- **Énoncé de la tâche**:
Recopiez fidèlement le passage de l'extrait sur l'aide alimentaire aux étudiants, en commençant aux mots « La semaine dernière, les » et en vous arrêtant après « pour se nourrir. ».

─── Extrait source ───

La semaine dernière, les bénévoles du Resto du cœur de Stains m’alertaient, au-delà d’un contexte général extrêmement inquiétant, sur la forte hausse du nombre d’étudiants, notamment des universités de Saint-Denis et Villetaneuse, venant demander de l’aide alimentaire, alors que des collectes solidaires sont déjà organisées au sein même des établissements. Ce sont ainsi des milliers de jeunes qui partout en France contactent les associations ou comptent sur les repas gratuits du CROUS – centre régional des œuvres universitaires et scolaires – pour se nourrir.

Le Gouvernement a débloqué au début de la crise 10 millions de crédits d’urgence et a ce mois-ci débuté le versement d’une aide de 200 euros pour celles et ceux qui ont perdu leur emploi ou leur stage gratifié ainsi que pour les étudiants ultramarins qui se trouvent en métropole, loin de leur famille. Cette aide d’urgence est la bienvenue, mais elle reste ponctuelle et d’un montant très modeste. Je rappelle que les jeunes de moins de 25 ans n’ont pas droit au RSA – revenu de solidarité active – et ne disposent pas des filets de sécurité qui protègent d’autres catégories de la population. Faute de s’être montrés capables de bâtir un système de solidarité efficace en amont, les pouvoirs publics ont besoin des associations pour permettre aux étudiants de vivre correctement.

─── Données enregistrées ───

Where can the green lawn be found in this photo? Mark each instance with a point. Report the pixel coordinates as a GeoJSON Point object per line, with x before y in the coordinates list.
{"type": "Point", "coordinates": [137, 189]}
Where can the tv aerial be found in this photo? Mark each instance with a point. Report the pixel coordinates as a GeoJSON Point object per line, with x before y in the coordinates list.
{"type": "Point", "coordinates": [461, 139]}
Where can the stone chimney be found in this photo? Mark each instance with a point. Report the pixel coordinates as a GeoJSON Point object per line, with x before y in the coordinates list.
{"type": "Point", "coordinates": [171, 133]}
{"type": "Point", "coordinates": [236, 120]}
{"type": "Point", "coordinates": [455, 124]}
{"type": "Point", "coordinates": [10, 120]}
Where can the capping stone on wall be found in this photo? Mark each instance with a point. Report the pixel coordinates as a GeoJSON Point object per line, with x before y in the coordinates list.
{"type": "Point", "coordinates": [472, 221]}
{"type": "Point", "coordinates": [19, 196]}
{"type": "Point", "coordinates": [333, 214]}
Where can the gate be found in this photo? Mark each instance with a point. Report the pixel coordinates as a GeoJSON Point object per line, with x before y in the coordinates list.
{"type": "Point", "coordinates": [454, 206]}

───

- **Réponse attendue**:
La semaine dernière, les bénévoles du Resto du cœur de Stains m’alertaient, au-delà d’un contexte général extrêmement inquiétant, sur la forte hausse du nombre d’étudiants, notamment des universités de Saint-Denis et Villetaneuse, venant demander de l’aide alimentaire, alors que des collectes solidaires sont déjà organisées au sein même des établissements. Ce sont ainsi des milliers de jeunes qui partout en France contactent les associations ou comptent sur les repas gratuits du CROUS – centre régional des œuvres universitaires et scolaires – pour se nourrir.